This entry is part of a series. For a listing of all entries in the series, go to the Index. Unless otherwise noted, all Bible quotations are from the New Revised Standard Version (NRSV).

BibleToday marks another minor milestone in this series. It's the 6 month anniversary (mensiversary?) of my first post of the series. I'm just about 1/6 of the way through the Bible - not bad progress, but still a lot left to go. I hope I can keep up my motivation till the end of the series, and not peter out like I've seen other people's attempts to blog the Bible (like Blogging Biblically - a much more humorous take on the Bible than this series). I have to admit that it's getting pretty tedious right now, but maybe later chapters will pick up.

Judges is the next of the Historical Books. It begins just after Joshua's death, and goes through a series of ups and downs for Israel. The Israelites will forget God and get punished for it by being subjugated by neighboring peoples, until God feels sorry for them again and raises up a leader to free them. But once the leader dies, they fall back into their pagan ways, and get punished by God again. In chapters 1 through 10, at least, this pattern repeats over and over. And there aren't really any passages from these chapters that stand out as being particularly well known.

Judges, Chapter 1

Chapter 1 picks up the story of the Israelites immediately following the death of Joshua. They asked the Lord who was going to lead them in their fight against the Canaanites, and God appointed Judah. And of course, they fought and defeated many peoples and cities, sometimes killing everybody. One passage caught my eye - this would definitely be termed cruel and unusual punishment if it were to occur today.

6 Adoni-bezek fled; but they pursued him, and caught him, and cut off his thumbs and big toes. 7 Adoni-bezek said, 'Seventy kings with their thumbs and big toes cut off used to pick up scraps under my table; as I have done, so God has paid me back.' They brought him to Jerusalem, and he died there.

There was some repetition from Joshua. Recall the story from chapter 15 of Joshua where Othniel son of Kenaz conquered Kiriath-sepher and in so doing won Caleb's daughter, Achsach, as his wife. That story was repeated again in this chapter, this time apparently after Joshua's death.

◆ **ENTRIES PROVIDED**:
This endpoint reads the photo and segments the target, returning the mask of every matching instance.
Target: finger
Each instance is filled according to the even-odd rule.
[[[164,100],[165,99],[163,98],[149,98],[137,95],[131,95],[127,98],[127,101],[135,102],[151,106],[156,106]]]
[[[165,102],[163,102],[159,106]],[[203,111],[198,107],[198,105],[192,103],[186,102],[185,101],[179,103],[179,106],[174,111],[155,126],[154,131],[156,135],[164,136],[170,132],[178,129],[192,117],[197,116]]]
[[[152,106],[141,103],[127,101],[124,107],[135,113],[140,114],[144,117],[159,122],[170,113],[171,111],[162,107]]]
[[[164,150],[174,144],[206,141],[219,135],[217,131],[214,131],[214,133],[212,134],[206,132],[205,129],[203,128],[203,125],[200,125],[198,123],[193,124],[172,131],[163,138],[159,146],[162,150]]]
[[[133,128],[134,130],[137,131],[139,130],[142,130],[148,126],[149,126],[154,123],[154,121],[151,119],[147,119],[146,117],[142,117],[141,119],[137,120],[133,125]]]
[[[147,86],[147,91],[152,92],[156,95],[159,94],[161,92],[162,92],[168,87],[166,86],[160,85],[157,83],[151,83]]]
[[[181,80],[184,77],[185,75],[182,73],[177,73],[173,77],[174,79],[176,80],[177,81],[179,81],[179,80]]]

--

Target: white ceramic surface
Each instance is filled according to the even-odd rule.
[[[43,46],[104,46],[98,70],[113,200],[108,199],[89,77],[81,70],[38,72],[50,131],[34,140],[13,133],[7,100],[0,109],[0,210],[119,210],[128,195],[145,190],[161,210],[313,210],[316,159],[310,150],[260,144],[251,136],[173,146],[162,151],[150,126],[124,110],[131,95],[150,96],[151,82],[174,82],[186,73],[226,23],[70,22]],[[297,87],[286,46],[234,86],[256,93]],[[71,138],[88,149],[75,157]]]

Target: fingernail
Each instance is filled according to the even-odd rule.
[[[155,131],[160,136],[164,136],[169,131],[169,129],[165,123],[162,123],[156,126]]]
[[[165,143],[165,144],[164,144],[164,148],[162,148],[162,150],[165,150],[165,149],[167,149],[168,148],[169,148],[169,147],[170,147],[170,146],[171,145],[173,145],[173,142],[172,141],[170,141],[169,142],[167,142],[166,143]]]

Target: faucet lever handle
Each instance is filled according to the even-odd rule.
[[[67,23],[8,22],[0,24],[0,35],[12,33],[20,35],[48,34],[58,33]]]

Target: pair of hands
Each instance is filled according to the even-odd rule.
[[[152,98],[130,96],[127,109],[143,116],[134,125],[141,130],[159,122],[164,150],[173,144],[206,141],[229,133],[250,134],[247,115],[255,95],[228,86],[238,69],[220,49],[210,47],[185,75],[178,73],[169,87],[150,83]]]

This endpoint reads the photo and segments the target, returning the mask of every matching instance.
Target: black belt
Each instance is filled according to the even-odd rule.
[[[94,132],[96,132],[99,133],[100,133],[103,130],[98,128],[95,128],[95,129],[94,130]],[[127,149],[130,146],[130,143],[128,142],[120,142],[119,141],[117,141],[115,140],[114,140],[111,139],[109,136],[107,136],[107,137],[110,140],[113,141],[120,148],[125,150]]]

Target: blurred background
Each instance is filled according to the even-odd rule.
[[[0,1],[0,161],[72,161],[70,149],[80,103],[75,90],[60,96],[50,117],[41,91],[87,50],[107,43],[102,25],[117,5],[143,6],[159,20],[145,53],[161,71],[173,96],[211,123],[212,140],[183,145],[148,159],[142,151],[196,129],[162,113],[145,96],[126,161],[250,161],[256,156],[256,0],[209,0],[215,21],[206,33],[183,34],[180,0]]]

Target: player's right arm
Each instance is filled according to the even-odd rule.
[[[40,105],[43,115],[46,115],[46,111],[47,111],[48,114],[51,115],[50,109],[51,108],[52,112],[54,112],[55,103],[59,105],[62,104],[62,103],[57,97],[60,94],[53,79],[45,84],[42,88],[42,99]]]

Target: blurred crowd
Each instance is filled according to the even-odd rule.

◆ **PROBLEMS**:
(1) According to the blog post on Judges, whom did God appoint to lead the Israelites in their fight against the Canaanites?
(2) Write out everything in the blog post on Judges from "6 Adoni-bezek fled;" down to "after Joshua's death.", renaming "Adoni-bezek" as "the captured king" each time it occurs.
(3) Carry the blog post on Judges forward from its final sentence.
The entries have no connection to the blog post on Judges.

◆ **RESULTS OF THE EXERCISE**:
(1) God appointed Judah.

(2)
6 the captured king fled; but they pursued him, and caught him, and cut off his thumbs and big toes. 7 the captured king said, 'Seventy kings with their thumbs and big toes cut off used to pick up scraps under my table; as I have done, so God has paid me back.' They brought him to Jerusalem, and he died there.

There was some repetition from Joshua. Recall the story from chapter 15 of Joshua where Othniel son of Kenaz conquered Kiriath-sepher and in so doing won Caleb's daughter, Achsach, as his wife. That story was repeated again in this chapter, this time apparently after Joshua's death.

(3)
The chapter moved on to other tribes, and their conquests against the peoples in the land. However, not all of the conquests were complete. Often times, it was noted that a tribe didn't manage to conquer all of a people, and so they continued to live in the land. However, there was usually an accompanying statement that those peoples were eventually subjected to forced labor once the Israelites became strong enough.

There was one passage that is probably recognizable to most skeptics who are familiar with the Iron Chariots website.

The Lord was with Judah, and he took possession of the hill country, but could not drive out the inhabitants of the plain, because they had chariots of iron.

It makes you question the Lord's omnipotence if iron age weapons could stop him. This is also one of the verses that illustrates the translation issues with the New International Version (NIV) and a few other translations. This verse was harmonized by making it read "they were unable to drive the people from the plains", even though the original Hebrew isn't plural there.

Judges, Chapter 2

Chapter 2 began with God scolding the Israelites for not remaining faithful to the covenant, and took away his support in conquering the people's of the Promised Land. In despair, the people wept and made sacrifices to God.

Next the chapter went back to Joshua's death. It was almost like a second start to the book. This was another instance of repeating content from the previous book. To quote myself from last week, "after Joshua's death, Israel served the Lord for as long as the elders survived who had witnessed the works of the Lord." It also repeated the burial of Joshua.

After a few generations had passed, the Israelites abandoned God and began to worship Baal and the Astartes. This angered the Lord, so he punished them. "Whenever they marched out, the hand of the Lord was against them to bring misfortune..." But sometimes God tried to help, raising up "judges, who delivered them out of the power of those who plundered them." But the people would only follow the judges while they (the judges) were still alive, and then the people would again abandon Yahweh and go back to worshiping other gods. These verses were all pretty generic, not listing any of the specific judges or conquering peoples. This might have been an interlude, but I suspect it was more of an introduction to the chapters that were to follow.

Judges, Chapter 3

Chapter 3 continued on with the theme from the previous chapter, but got into more detail of "the nations that the Lord left to test all those in Israel..." Actually, there was a statement in this chapter that God left these nations intact specifically so that there could be war, "it was only that successive generations of Israelites might know war, to teach those who had no experience of it before." In a similar vein, there was a statement that the wars were simply to test Israel, "They were for the testing of Israel, to know whether Israel would obey the commandments of the Lord, which he commanded their ancestors by Moses."

Think about the morality of those statements. War didn't just happen because of the failings of people, or even because one group had acted sinfully and God wanted to punish them. God specifically wanted for there to be wars, and all the attendant suffering and cruelty, just to test the Israelites.

Next came a cycle of Israel abandoning Yahweh for other Gods, then being rescued by a hero, then abandoning Yahweh again. The heros included Othniel son of Kenaz, Ehud son of Gera, and Shamgar son of Anath.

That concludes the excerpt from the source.